*Goal of the exercise:*
Both the line below containing "# Target: car hood" and the line containing "# Target: tire", along with every line between them, should be repeated exactly; no other line belongs in the answer.

--- Record excerpts ---

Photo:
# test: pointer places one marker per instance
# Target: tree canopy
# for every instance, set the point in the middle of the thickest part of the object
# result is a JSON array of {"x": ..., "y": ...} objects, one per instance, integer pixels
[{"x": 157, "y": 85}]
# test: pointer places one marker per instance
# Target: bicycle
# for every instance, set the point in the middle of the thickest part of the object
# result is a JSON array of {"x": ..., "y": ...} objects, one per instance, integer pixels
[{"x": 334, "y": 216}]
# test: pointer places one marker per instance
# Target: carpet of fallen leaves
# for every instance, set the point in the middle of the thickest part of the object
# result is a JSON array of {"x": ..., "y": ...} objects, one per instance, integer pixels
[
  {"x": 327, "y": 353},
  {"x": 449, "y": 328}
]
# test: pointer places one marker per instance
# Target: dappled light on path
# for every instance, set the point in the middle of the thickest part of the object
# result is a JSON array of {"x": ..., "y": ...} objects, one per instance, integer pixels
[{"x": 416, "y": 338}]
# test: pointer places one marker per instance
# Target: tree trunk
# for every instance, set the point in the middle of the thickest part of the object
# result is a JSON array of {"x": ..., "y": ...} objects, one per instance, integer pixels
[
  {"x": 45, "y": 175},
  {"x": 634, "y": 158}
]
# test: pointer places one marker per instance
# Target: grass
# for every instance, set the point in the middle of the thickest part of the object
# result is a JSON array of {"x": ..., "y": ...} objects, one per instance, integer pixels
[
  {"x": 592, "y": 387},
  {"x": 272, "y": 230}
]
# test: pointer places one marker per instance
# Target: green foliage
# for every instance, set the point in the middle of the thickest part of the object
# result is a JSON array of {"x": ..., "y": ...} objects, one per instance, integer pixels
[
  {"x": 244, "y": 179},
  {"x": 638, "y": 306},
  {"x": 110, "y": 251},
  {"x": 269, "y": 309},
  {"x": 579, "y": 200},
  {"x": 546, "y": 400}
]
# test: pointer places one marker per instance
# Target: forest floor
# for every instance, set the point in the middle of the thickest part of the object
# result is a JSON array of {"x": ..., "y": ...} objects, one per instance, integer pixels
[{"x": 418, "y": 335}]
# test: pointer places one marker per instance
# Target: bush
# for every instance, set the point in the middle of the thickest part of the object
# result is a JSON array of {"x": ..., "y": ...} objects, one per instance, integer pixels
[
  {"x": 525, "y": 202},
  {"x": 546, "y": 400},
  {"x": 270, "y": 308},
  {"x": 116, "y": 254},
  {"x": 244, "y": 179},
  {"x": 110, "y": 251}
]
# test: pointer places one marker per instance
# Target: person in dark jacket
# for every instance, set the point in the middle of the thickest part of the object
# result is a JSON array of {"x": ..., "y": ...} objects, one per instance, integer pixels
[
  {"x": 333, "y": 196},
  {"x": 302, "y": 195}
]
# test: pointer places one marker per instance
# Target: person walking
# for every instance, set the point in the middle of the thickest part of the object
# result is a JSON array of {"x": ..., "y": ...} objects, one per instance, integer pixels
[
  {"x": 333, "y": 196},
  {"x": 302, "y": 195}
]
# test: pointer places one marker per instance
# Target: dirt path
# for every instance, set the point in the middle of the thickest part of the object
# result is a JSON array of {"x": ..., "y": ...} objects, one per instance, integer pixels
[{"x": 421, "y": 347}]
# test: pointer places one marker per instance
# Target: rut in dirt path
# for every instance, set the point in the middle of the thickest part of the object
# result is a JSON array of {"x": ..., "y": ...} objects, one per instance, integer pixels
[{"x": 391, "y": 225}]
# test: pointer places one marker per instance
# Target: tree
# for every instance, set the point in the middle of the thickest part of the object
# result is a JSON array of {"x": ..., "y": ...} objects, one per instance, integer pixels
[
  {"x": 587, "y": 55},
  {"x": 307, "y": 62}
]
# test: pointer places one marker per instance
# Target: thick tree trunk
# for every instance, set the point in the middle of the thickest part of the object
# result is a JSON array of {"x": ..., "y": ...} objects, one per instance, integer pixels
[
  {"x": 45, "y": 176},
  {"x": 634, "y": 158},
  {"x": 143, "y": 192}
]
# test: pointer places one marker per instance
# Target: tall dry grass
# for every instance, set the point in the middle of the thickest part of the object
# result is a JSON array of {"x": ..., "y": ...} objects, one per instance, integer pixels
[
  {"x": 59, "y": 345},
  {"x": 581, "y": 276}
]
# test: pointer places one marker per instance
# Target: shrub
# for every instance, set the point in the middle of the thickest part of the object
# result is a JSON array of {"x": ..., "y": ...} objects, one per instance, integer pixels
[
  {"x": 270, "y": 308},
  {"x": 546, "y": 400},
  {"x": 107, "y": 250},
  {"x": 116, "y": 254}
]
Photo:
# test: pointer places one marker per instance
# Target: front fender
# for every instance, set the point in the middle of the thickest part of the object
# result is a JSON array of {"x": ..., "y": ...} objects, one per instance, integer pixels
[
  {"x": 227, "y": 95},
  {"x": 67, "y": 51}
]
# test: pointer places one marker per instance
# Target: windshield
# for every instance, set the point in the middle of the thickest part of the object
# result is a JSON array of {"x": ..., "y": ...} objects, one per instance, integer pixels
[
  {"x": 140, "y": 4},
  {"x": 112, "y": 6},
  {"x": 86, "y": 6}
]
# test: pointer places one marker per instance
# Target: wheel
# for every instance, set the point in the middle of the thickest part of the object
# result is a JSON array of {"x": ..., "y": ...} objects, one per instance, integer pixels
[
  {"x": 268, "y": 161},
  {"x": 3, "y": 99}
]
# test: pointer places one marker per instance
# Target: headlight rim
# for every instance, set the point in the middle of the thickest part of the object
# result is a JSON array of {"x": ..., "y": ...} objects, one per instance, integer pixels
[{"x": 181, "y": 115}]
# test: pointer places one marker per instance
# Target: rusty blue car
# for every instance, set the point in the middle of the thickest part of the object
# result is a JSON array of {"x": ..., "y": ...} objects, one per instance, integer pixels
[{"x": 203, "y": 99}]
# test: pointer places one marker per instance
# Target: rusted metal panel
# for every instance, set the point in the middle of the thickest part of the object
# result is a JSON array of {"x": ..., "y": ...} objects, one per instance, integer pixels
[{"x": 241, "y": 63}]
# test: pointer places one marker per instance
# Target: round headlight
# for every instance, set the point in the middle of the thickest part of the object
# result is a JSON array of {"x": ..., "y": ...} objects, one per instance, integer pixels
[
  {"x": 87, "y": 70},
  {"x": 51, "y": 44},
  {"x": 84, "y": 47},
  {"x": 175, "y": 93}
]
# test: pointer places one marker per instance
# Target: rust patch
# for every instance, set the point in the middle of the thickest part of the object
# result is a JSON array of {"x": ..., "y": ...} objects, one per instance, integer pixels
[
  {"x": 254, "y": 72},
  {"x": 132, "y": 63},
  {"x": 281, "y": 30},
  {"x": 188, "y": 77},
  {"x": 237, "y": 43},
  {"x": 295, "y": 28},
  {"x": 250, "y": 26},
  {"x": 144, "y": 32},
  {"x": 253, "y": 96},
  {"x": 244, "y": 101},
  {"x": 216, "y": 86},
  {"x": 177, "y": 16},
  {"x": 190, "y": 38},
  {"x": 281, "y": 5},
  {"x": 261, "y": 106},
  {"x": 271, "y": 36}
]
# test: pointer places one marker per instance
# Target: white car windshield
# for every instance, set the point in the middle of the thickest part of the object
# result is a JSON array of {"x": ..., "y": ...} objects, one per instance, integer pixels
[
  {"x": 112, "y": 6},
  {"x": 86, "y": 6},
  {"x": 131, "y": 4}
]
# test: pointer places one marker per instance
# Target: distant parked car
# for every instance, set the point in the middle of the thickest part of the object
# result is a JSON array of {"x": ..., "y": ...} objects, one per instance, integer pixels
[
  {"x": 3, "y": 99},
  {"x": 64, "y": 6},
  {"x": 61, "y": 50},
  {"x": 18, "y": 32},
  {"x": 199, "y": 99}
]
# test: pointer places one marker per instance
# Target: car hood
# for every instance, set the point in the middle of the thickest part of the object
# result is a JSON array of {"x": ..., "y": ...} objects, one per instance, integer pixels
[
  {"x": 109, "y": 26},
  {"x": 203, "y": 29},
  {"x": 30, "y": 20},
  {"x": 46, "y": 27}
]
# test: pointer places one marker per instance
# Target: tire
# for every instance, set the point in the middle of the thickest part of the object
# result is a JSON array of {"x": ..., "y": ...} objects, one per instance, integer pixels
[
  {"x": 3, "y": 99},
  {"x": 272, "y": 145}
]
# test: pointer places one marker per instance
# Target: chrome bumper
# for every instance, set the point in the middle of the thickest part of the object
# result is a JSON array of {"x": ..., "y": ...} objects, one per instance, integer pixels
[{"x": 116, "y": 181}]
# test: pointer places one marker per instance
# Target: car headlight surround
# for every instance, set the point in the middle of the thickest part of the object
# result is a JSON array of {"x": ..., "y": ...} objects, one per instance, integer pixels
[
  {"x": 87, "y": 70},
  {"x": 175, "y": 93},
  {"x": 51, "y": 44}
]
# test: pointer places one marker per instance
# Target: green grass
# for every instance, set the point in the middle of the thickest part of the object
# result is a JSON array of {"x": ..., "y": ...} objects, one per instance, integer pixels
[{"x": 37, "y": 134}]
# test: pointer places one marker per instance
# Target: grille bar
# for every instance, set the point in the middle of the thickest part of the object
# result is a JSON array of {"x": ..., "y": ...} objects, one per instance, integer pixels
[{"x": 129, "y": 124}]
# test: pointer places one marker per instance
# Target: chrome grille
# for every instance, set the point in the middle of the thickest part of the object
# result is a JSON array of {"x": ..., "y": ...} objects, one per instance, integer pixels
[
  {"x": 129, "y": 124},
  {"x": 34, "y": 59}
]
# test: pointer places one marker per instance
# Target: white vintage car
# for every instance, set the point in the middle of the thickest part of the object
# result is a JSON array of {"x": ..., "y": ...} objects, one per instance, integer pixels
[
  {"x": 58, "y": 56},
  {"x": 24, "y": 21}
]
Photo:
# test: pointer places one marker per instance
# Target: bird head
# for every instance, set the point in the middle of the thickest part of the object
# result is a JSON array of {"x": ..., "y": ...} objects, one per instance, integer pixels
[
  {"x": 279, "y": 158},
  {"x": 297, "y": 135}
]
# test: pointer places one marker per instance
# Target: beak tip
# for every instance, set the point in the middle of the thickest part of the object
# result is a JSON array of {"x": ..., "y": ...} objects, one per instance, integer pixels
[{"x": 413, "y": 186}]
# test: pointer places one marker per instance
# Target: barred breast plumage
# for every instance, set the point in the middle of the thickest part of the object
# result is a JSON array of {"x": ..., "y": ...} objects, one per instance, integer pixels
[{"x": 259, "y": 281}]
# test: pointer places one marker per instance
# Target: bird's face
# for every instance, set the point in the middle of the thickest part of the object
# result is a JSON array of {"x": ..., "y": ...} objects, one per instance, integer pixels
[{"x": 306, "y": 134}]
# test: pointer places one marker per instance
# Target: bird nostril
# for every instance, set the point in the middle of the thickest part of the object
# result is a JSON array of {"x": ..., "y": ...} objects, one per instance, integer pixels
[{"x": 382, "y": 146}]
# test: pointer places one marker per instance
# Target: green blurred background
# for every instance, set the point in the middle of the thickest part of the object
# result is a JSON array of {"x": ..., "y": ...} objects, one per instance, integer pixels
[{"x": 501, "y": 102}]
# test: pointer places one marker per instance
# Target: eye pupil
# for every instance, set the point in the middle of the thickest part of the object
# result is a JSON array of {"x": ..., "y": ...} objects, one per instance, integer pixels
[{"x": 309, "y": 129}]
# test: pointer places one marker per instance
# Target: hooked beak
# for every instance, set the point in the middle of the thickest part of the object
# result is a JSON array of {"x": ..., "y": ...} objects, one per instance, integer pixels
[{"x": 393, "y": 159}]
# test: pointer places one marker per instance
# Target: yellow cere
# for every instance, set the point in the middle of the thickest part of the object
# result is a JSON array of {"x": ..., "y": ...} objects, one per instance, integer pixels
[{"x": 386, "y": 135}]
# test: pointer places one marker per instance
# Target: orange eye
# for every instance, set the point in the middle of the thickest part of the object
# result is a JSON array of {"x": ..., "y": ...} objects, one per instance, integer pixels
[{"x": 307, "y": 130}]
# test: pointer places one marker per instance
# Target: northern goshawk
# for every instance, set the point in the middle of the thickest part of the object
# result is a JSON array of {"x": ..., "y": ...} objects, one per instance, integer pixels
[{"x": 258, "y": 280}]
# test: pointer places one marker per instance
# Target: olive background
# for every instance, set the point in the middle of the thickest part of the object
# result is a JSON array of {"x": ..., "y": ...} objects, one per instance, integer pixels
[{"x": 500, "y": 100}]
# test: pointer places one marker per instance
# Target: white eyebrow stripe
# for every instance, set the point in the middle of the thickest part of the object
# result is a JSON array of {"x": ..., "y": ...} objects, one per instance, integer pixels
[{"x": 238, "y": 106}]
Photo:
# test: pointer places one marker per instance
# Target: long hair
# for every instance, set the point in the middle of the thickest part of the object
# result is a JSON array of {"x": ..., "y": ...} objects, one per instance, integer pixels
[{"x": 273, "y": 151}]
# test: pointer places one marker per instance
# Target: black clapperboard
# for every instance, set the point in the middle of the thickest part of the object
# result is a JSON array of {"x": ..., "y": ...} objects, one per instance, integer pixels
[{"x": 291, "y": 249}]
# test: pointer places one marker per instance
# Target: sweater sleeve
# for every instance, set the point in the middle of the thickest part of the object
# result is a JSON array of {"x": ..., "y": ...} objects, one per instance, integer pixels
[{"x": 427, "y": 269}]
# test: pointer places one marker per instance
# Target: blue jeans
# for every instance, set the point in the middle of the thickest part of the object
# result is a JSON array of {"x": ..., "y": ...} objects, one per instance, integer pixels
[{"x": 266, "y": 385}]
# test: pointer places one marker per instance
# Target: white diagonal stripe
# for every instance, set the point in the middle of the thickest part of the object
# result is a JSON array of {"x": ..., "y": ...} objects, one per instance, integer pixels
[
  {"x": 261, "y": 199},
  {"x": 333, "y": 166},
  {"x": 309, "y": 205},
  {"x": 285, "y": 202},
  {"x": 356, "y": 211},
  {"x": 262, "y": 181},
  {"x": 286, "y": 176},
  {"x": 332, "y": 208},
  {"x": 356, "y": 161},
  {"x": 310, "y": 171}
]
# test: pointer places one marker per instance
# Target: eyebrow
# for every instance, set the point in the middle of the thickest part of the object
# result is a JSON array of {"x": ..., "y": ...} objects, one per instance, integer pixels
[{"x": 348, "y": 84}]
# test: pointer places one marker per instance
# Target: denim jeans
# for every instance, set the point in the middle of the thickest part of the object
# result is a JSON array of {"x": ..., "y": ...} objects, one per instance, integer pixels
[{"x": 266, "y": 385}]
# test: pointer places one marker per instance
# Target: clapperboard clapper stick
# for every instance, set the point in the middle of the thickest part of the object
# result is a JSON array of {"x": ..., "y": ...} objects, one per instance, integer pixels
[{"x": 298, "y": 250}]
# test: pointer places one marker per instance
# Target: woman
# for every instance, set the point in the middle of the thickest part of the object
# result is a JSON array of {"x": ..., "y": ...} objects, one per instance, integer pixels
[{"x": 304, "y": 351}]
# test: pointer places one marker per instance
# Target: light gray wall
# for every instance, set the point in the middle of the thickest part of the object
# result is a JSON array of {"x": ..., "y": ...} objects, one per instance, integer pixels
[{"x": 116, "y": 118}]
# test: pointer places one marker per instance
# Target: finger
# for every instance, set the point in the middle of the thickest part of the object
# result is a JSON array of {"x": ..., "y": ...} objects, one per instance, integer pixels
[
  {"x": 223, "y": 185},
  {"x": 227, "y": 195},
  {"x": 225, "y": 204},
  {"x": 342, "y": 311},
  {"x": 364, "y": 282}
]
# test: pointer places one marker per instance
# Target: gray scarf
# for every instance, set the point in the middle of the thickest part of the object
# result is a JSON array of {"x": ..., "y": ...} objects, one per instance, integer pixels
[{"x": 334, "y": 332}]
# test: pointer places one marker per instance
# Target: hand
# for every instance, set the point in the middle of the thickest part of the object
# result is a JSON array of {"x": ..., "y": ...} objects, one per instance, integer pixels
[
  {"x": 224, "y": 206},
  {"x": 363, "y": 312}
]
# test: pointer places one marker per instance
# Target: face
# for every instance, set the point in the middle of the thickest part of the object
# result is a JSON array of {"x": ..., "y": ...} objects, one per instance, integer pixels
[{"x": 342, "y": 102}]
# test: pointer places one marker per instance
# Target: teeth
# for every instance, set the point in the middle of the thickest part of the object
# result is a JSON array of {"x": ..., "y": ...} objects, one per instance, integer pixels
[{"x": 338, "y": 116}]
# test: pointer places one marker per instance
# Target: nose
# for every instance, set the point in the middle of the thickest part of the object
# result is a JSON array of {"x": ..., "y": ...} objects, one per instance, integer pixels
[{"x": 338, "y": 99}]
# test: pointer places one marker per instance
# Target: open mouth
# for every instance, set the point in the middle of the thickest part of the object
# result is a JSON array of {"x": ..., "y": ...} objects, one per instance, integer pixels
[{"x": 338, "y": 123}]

---

*Exercise answer:*
# Target: car hood
# for every instance, set the point in the middle of the thickest part of the object
# result is a JSON array of {"x": ..., "y": ...} objects, one per instance, integer pixels
[
  {"x": 109, "y": 26},
  {"x": 203, "y": 29},
  {"x": 30, "y": 20},
  {"x": 46, "y": 27}
]
# test: pointer places one marker per instance
# Target: tire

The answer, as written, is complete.